INSTRUCTIONS FOR THE TASK
Whenever the word "deck" shows up in a line of the data, copy that line.

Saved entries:
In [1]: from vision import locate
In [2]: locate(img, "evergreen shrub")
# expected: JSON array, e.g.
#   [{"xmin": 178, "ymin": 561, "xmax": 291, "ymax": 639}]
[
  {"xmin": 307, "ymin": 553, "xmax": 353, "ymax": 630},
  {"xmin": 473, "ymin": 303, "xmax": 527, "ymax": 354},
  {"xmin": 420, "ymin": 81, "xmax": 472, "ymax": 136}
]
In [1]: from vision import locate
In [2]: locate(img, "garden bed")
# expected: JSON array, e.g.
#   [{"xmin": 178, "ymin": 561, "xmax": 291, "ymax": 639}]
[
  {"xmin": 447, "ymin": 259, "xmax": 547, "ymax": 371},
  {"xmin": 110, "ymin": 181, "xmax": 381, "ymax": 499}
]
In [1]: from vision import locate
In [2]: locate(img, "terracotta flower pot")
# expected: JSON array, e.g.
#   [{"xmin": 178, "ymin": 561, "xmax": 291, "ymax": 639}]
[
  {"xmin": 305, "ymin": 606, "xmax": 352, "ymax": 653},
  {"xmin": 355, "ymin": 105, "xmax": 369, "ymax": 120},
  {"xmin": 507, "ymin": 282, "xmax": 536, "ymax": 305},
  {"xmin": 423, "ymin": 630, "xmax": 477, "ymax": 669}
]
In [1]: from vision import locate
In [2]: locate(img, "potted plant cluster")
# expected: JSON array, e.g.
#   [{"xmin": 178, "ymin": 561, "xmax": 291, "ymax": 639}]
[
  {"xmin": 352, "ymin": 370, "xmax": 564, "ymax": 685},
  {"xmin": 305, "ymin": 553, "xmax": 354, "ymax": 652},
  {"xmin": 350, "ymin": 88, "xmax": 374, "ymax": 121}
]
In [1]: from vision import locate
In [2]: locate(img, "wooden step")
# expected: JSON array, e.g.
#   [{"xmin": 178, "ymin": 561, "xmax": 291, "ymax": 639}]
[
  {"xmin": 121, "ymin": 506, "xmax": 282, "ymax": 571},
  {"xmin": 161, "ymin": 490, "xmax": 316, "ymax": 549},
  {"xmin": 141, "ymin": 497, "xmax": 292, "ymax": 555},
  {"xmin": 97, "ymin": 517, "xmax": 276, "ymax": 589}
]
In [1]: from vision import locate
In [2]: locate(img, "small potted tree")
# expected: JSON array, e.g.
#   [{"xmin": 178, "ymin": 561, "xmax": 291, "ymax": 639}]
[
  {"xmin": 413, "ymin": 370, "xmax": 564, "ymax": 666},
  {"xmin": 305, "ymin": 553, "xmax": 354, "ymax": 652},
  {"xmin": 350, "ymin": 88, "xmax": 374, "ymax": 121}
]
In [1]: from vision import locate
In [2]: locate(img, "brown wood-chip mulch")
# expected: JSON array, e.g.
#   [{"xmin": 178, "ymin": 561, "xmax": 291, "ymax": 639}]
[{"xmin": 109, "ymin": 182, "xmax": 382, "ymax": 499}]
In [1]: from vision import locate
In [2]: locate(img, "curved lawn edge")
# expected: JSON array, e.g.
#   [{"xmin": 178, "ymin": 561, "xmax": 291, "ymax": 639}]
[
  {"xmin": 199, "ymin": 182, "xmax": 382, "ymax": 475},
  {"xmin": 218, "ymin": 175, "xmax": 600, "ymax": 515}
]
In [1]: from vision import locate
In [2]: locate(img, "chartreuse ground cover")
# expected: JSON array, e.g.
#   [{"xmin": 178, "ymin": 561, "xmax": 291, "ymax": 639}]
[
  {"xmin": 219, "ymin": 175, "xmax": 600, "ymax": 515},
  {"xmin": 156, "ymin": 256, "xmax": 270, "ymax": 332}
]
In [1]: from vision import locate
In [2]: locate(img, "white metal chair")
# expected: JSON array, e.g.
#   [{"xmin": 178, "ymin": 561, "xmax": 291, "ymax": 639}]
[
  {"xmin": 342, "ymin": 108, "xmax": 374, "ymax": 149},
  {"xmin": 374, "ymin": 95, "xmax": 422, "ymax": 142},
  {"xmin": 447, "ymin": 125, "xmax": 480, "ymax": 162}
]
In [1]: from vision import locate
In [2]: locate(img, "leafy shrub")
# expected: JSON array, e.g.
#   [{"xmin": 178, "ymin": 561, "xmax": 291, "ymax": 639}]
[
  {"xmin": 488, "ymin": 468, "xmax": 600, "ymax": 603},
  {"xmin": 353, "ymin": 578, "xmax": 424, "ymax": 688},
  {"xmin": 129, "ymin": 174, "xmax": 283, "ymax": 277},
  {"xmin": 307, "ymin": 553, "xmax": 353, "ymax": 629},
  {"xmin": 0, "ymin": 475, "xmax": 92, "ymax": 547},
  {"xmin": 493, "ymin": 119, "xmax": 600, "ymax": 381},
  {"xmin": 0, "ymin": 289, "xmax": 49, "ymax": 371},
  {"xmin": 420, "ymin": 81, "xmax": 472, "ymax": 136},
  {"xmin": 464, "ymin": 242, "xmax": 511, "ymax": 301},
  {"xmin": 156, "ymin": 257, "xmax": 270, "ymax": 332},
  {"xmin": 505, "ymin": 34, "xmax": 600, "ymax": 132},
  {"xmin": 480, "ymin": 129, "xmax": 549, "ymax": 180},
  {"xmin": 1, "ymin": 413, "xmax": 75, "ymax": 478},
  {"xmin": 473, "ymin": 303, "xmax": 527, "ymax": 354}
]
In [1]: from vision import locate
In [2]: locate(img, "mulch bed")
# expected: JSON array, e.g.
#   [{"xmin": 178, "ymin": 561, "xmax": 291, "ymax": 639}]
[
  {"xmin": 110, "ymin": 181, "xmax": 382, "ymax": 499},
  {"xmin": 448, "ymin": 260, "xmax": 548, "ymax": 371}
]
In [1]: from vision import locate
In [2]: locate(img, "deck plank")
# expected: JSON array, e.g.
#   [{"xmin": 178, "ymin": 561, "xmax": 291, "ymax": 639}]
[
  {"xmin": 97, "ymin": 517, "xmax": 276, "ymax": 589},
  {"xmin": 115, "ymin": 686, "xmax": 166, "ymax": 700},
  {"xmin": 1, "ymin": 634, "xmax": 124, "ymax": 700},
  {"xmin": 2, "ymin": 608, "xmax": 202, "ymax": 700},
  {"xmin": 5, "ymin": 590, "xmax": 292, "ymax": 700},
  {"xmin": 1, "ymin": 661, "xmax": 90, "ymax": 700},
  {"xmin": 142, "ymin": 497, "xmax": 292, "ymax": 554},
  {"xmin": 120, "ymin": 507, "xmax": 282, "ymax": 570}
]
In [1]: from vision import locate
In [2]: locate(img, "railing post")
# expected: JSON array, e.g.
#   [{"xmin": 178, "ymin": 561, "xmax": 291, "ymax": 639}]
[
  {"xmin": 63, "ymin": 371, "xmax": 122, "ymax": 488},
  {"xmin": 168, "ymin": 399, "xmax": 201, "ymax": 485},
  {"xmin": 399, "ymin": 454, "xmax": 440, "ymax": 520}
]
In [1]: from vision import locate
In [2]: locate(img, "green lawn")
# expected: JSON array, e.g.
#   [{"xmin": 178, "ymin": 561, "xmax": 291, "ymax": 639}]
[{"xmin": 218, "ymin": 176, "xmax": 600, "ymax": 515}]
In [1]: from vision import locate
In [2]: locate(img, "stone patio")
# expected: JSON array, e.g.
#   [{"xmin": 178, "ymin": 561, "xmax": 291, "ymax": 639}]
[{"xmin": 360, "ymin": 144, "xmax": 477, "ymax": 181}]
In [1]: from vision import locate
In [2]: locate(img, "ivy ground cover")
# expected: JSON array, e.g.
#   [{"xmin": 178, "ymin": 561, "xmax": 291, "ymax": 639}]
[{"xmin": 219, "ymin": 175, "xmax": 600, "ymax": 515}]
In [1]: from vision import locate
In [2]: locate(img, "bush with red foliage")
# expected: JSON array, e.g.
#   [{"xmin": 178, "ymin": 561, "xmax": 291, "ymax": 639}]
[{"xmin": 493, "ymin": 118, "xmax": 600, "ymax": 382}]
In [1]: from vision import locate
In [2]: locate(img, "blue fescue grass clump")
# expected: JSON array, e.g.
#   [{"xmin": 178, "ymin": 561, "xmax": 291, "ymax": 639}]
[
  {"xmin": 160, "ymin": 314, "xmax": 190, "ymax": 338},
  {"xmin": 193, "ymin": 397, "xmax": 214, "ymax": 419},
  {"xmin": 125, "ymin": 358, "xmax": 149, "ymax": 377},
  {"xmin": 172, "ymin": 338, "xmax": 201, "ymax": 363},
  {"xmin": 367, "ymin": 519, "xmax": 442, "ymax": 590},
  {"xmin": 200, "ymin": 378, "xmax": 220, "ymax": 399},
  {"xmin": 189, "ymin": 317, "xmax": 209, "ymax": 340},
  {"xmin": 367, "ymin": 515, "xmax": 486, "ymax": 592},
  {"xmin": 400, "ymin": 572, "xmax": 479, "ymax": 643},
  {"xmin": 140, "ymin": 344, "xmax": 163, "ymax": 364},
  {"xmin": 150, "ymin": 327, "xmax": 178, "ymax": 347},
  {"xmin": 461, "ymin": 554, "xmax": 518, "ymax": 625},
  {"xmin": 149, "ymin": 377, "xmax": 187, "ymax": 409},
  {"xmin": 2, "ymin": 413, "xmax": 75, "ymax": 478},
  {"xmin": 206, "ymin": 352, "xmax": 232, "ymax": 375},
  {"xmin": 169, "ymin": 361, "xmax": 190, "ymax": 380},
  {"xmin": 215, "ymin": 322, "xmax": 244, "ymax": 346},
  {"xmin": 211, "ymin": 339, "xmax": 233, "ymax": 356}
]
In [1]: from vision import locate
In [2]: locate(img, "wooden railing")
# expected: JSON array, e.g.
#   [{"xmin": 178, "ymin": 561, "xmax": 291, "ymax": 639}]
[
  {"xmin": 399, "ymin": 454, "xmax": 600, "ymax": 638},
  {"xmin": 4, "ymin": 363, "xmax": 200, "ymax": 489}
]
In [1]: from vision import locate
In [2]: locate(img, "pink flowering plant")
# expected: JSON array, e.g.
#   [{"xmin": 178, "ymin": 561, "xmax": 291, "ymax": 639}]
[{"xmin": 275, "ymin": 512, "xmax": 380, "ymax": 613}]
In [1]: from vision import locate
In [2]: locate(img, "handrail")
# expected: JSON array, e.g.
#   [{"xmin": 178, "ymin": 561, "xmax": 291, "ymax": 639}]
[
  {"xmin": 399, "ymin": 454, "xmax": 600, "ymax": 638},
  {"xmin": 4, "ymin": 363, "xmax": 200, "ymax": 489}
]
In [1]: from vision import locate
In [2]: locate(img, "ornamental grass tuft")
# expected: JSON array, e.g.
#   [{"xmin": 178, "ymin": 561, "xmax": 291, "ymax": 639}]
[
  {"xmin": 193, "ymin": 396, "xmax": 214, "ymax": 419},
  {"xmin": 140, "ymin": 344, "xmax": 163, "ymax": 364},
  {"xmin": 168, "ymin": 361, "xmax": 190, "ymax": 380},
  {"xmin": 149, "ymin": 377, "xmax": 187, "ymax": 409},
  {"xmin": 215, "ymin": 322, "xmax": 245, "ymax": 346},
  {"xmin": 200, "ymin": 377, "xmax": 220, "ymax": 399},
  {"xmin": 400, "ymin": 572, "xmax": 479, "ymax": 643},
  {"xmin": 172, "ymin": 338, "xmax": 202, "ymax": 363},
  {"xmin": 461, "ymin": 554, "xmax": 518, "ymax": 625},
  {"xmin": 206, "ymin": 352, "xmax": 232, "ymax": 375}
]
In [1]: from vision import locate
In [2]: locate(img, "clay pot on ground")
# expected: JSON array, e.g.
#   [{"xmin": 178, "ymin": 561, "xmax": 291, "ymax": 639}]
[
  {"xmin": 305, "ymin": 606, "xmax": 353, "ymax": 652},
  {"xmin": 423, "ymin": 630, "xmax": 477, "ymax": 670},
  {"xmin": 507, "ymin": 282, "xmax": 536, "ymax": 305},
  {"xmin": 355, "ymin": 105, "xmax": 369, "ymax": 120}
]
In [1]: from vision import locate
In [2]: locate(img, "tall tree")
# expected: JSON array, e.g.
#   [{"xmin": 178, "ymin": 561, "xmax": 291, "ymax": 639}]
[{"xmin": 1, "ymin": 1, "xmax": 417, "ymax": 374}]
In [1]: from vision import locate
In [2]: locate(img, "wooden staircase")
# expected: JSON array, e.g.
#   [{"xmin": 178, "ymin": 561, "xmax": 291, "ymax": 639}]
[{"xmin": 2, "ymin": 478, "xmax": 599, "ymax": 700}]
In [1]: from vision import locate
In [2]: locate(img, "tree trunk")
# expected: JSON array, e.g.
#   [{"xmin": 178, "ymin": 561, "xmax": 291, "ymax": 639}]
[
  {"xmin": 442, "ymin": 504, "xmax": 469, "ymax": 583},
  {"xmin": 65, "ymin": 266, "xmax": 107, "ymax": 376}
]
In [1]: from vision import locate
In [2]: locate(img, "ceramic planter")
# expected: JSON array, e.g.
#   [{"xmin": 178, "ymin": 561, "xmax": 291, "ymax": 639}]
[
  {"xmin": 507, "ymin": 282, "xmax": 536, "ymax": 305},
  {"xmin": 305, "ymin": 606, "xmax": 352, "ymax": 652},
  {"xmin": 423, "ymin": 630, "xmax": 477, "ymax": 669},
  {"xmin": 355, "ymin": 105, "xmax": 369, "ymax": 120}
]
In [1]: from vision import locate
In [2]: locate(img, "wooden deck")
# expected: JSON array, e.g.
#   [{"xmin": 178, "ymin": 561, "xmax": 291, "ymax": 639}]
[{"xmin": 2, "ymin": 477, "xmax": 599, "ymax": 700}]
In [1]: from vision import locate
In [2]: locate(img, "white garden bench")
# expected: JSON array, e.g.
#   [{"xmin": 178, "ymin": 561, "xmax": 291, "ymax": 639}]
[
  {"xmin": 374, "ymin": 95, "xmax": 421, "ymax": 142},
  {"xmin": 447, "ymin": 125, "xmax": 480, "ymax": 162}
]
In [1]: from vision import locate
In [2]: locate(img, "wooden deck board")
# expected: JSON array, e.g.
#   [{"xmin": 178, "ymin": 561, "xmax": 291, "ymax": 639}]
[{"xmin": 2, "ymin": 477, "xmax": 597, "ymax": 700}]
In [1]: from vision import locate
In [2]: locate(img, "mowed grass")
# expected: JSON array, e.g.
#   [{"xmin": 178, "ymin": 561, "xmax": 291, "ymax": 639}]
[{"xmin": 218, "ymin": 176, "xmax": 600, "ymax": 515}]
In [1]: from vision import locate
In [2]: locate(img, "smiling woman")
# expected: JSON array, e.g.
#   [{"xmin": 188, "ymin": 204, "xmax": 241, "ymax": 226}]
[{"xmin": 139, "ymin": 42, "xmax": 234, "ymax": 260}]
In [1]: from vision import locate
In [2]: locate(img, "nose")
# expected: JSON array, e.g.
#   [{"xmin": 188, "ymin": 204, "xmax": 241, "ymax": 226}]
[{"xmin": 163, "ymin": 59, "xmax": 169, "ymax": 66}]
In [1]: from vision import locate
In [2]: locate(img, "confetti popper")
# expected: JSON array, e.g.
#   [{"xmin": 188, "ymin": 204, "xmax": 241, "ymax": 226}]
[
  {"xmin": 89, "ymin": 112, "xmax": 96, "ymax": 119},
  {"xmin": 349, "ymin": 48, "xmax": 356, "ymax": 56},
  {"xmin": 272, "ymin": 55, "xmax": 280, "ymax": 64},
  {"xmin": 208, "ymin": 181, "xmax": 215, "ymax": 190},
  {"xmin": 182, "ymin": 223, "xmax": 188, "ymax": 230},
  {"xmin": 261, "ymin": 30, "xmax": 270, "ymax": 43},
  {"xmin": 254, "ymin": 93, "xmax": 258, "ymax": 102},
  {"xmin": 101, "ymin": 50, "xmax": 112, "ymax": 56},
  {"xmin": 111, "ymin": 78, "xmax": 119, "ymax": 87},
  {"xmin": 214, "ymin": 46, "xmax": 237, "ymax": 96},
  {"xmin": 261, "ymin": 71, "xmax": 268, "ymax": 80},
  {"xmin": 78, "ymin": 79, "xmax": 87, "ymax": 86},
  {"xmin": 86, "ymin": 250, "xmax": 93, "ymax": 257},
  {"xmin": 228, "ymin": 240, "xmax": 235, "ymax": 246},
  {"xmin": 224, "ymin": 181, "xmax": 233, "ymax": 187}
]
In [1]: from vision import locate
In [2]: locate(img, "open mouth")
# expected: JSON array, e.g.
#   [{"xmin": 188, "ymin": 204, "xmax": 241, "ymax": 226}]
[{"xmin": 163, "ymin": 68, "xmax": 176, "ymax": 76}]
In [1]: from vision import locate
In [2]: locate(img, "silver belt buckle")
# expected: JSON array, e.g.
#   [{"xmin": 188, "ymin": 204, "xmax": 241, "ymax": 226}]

EXPECTED ANSWER
In [2]: locate(img, "deck plank")
In [2]: locate(img, "wooden deck")
In [2]: locate(img, "wooden deck board")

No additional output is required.